[Source records]
★ ★ ★ ★ ★ ★ ★
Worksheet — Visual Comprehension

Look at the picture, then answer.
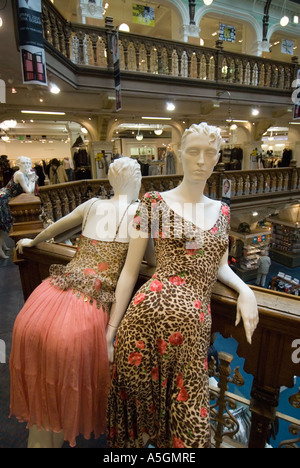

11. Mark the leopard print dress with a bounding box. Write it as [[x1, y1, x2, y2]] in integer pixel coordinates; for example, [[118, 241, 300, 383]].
[[106, 191, 230, 448]]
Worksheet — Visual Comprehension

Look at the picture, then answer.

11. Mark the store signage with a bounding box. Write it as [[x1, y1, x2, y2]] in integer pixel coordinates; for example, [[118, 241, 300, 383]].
[[281, 39, 294, 55], [16, 0, 47, 86], [132, 3, 155, 27], [219, 24, 236, 43], [111, 31, 121, 112]]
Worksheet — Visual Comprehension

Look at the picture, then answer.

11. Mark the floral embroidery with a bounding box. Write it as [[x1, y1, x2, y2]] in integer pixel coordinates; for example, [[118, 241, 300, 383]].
[[98, 262, 109, 272], [200, 407, 208, 418], [128, 352, 143, 366], [194, 300, 201, 309], [169, 273, 186, 286], [168, 332, 184, 346], [210, 226, 219, 235]]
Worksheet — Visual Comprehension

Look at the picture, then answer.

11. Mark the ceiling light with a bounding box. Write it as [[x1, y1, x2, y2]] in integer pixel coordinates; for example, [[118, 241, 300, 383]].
[[252, 108, 260, 116], [203, 0, 214, 5], [252, 211, 258, 217], [119, 23, 130, 32], [166, 102, 175, 111], [81, 127, 88, 134], [49, 83, 60, 94], [294, 15, 299, 24], [200, 38, 204, 46], [230, 124, 237, 130], [142, 117, 172, 120], [0, 17, 3, 28], [280, 16, 289, 27], [136, 132, 143, 141], [154, 128, 163, 136], [21, 110, 66, 115]]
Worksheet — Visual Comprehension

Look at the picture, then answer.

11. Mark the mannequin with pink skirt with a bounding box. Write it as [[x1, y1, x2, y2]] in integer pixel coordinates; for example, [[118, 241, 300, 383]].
[[9, 157, 142, 448]]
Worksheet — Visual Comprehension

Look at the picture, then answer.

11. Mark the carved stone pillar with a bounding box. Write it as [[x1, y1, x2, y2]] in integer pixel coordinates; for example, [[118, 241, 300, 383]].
[[8, 193, 43, 243]]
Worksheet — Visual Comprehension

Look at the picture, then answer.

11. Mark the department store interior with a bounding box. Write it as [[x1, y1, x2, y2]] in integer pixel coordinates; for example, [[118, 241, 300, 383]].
[[0, 0, 299, 449]]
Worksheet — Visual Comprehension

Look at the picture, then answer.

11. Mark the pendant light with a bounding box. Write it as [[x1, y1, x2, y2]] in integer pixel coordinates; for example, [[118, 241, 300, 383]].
[[136, 128, 143, 141]]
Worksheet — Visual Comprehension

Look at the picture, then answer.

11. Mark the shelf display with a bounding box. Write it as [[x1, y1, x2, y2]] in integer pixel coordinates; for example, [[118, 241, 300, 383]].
[[270, 272, 300, 295], [268, 217, 300, 268], [229, 228, 272, 281]]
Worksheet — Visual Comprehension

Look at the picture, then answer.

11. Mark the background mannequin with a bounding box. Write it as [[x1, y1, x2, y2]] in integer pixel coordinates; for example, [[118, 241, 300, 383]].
[[106, 123, 258, 449], [10, 157, 142, 448], [0, 156, 37, 258], [49, 158, 68, 184]]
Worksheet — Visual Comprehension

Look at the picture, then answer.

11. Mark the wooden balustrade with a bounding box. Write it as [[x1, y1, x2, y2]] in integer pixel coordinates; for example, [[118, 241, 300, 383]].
[[40, 0, 298, 93], [14, 242, 300, 448], [37, 166, 300, 222]]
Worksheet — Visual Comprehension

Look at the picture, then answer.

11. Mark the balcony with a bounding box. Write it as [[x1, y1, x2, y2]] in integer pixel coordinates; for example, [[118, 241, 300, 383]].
[[41, 0, 297, 102]]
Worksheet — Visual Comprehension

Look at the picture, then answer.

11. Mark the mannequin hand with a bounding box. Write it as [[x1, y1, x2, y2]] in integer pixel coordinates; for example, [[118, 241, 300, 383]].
[[235, 288, 259, 344], [16, 238, 34, 254]]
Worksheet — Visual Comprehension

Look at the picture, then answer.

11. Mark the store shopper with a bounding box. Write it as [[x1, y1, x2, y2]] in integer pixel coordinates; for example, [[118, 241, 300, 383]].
[[49, 158, 68, 184], [106, 123, 259, 449], [256, 250, 271, 288], [9, 157, 142, 448]]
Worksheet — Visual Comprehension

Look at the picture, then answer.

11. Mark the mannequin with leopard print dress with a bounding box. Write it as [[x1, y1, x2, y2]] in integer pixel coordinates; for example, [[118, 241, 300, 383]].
[[106, 123, 258, 448]]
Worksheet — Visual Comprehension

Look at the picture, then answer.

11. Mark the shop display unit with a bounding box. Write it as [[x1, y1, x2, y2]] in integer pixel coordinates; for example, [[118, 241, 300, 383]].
[[268, 218, 300, 268], [229, 228, 272, 281], [270, 272, 300, 295]]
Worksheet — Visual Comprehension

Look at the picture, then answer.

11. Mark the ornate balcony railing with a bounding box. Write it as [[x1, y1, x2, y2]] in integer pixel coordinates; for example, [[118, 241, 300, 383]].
[[36, 165, 300, 222], [41, 0, 298, 93]]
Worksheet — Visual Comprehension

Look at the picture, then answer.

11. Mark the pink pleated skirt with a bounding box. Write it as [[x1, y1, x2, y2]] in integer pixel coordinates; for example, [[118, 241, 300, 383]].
[[9, 278, 110, 447]]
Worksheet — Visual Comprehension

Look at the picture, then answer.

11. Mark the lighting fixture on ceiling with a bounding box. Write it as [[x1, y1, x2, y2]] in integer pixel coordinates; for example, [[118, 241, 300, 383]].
[[154, 126, 163, 136], [49, 82, 61, 94], [21, 110, 66, 115], [294, 15, 299, 24], [251, 108, 260, 116], [142, 117, 172, 120], [166, 102, 175, 111], [81, 127, 88, 134], [119, 23, 130, 32], [203, 0, 214, 5], [230, 124, 237, 130], [280, 16, 289, 27], [136, 128, 143, 141], [0, 17, 3, 28]]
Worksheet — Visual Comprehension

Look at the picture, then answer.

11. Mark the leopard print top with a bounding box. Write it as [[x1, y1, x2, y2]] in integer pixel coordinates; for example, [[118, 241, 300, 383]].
[[107, 191, 230, 448]]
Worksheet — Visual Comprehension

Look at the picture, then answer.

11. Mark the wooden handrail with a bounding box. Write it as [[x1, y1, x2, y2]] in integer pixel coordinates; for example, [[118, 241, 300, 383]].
[[14, 241, 300, 448]]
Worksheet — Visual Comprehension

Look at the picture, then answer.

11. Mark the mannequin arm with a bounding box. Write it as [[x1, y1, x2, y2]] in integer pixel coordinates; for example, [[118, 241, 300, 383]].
[[16, 199, 91, 253], [14, 171, 36, 194], [217, 250, 259, 344], [106, 234, 149, 362]]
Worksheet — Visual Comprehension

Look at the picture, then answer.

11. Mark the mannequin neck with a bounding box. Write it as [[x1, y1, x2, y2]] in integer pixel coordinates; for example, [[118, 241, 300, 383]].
★ ★ ★ ★ ★ ★ ★
Give the data again exactly as written, with all pictures left out.

Worksheet — Visual Comprehension

Look at the picture, then answer.

11. Mark the leopard print dress with a bounding box. Write it as [[x1, y1, x2, y2]] in integer pixel coordinates; for example, [[118, 241, 300, 383]].
[[106, 191, 230, 448]]
Worksheet — Visual Comprehension

Look at the picture, then answer.

11. Mark the store signage with a bounding box. Write it as [[x1, y1, x2, y2]] in integer pixel coordinates; for example, [[118, 241, 300, 383]].
[[281, 39, 294, 55], [16, 0, 47, 86], [132, 3, 155, 27], [219, 24, 236, 43], [111, 31, 121, 112]]
Worksheet — Visual Comprehension

Look at the picture, then answer.

11. Mark the floral embroidery with a bounding box. Write it as [[x1, y1, x2, y2]] in integer pixel coordinates; for example, [[118, 241, 300, 383]].
[[98, 262, 109, 272], [200, 407, 208, 418], [128, 352, 143, 366], [194, 300, 201, 309], [169, 273, 186, 286], [168, 332, 184, 346], [210, 226, 219, 235]]
Worksheet — Visual Comprehension

Look at the picture, then answer.

11. Mark the ceiling light with a bounding box. Write it as [[x1, y1, x2, y2]] in integer pixel coordinates; for example, [[118, 241, 300, 383]].
[[252, 108, 260, 116], [203, 0, 214, 5], [252, 211, 258, 217], [119, 23, 130, 32], [166, 102, 175, 111], [81, 127, 88, 134], [49, 83, 60, 94], [294, 15, 299, 24], [200, 38, 204, 46], [230, 124, 237, 130], [142, 117, 172, 120], [0, 17, 3, 28], [280, 16, 289, 27], [136, 132, 143, 141], [154, 128, 163, 136], [21, 110, 66, 115]]
Worksheet — Visual Comprehension

Look at the picture, then answer.

11. Mark the mannequin with pink skirt with a bounding box. Write it as [[x1, y1, x2, y2]] in integer pixel coordinates; for example, [[118, 241, 300, 383]].
[[9, 157, 142, 448]]
Worksheet — Visual Comprehension

Look at the picture, then answer.

11. Mark the carved stone pillar with a bounding box. Write it as [[x1, y1, x2, y2]] in integer pixel coordinates; for example, [[118, 241, 300, 383]].
[[8, 193, 43, 243]]
Worksheet — Visual Comprehension

Look at the picture, then answer.

11. Mark the department store interior with a bounding box. Write it as [[x1, y1, x2, y2]] in integer pixel coordinates; for example, [[118, 241, 300, 383]].
[[0, 0, 299, 449]]
Worksheet — Visual Comprehension

Look at the picture, then answer.

11. Mark the pendant light with a bounding box. Write it as [[x1, y1, x2, y2]] in integer pixel coordinates; for example, [[118, 241, 300, 383]].
[[136, 128, 143, 141]]
Worksheet — Visual Comprehension

Look at the picture, then answer.

11. Mark the shelf display with a bounding box. Write it as [[x1, y1, x2, y2]] in integer pixel coordinates; for example, [[118, 241, 300, 383]].
[[270, 272, 300, 295], [268, 217, 300, 268], [229, 228, 272, 281]]
Worksheet — Visual Comprehension

Look at the picture, then answer.

11. Mark the background mannequin with a bounding box. Write it as [[x1, y1, x2, y2]] in integer pixel coordinates; for example, [[118, 241, 300, 383]].
[[106, 123, 258, 449], [10, 157, 142, 448], [0, 156, 37, 258], [49, 158, 68, 184]]
Worksheet — Visual Comprehension

Look at the picture, then answer.

11. Mark the wooden balustrade with a bounding box. Write it as [[x1, y1, x2, y2]] in integer pixel coordinates; for example, [[118, 241, 300, 383]].
[[40, 0, 298, 93], [14, 242, 300, 448], [37, 166, 300, 222]]
Worksheet — Visual Comprehension

Look at the picture, then answer.

11. Mark the balcony with a bounding box. Write it as [[x1, y1, x2, y2]] in integer pixel coordinates; for example, [[118, 241, 300, 383]].
[[41, 0, 297, 102]]
Worksheet — Visual Comprehension

Look at the picture, then answer.

11. Mark the mannequin hand with a bounding box. Write it as [[x1, y1, x2, y2]] in integer pixel coordinates; for example, [[118, 241, 300, 383]].
[[235, 288, 259, 344], [16, 238, 34, 254]]
Worksheet — Visual Comprehension

Look at the picture, then answer.

11. Mark the store shopper with a bounding box. Write it as [[x1, y1, x2, y2]] in integer pixel coordinates; for example, [[118, 241, 300, 383]].
[[49, 158, 68, 184], [106, 123, 259, 449], [256, 250, 271, 288], [9, 157, 142, 448]]
Worksheet — Visual Comprehension

Look at the picture, then answer.

11. Mark the mannequin with leopard print dress with a bounding box. Write it as [[x1, y1, x2, y2]] in integer pixel coordinates; for example, [[118, 241, 300, 383]].
[[106, 123, 258, 448]]
Worksheet — Visual Comprehension

Look at the picture, then answer.

11. Mark the shop display unit with a bounding box. Write it as [[x1, y1, x2, y2]] in integer pixel coordinates; for example, [[118, 241, 300, 383]].
[[268, 218, 300, 268], [229, 228, 272, 281], [270, 272, 300, 295]]
Worksheet — Visual Comprehension

Look at the picture, then answer.

11. Mark the ornate balcony railing with a bounding box. Write it as [[x1, y1, x2, y2]] in integer pixel coordinates; for example, [[118, 241, 300, 383]].
[[36, 165, 300, 222], [41, 0, 298, 93]]
Worksheet — Visual Comprehension

Look at the picture, then answer.

11. Mark the pink pleated skirt with a bounding box. Write it as [[x1, y1, x2, y2]] in integer pixel coordinates; for example, [[118, 241, 300, 383]].
[[9, 278, 110, 447]]
Worksheet — Visual Comprehension

Look at the picture, then answer.

11. Mark the lighting fixture on ceiling with a bounding box. Write it as [[x1, y1, x2, y2]] in integer pixel coordinates; for example, [[118, 241, 300, 383]].
[[154, 126, 163, 136], [49, 82, 61, 94], [21, 110, 66, 115], [294, 15, 299, 24], [251, 108, 260, 116], [142, 117, 172, 120], [166, 102, 175, 111], [81, 127, 88, 134], [119, 23, 130, 32], [203, 0, 214, 5], [230, 124, 237, 130], [280, 16, 289, 27], [136, 128, 143, 141], [0, 17, 3, 28]]
Worksheet — Visual Comprehension

Look at the picture, then answer.

11. Mark the leopard print top with a bounding box. Write it as [[x1, y1, x2, y2]] in integer pixel coordinates; for example, [[118, 241, 300, 383]].
[[107, 191, 230, 448]]
Worksheet — Visual Comprehension

Look at the picture, then answer.

11. Mark the wooden handrail with a bounding box. Write it as [[x1, y1, x2, y2]] in integer pixel coordinates; for example, [[118, 241, 300, 383]].
[[14, 241, 300, 448]]
Worksheet — Visual Comprehension

Look at the picture, then answer.

11. Mark the mannequin arm with a bounding box. Write it as [[x1, y1, x2, y2]] in integer pixel coordinates; for example, [[118, 241, 300, 383]].
[[16, 199, 91, 253], [14, 171, 36, 194], [217, 250, 259, 344], [106, 234, 149, 362]]
Worksheet — Visual Comprehension

Look at the picture, then answer.

11. Mark the mannequin neck with a bounding box. Write it as [[x1, y1, x2, y2]] in integer pixel coordinates; for example, [[118, 241, 300, 383]].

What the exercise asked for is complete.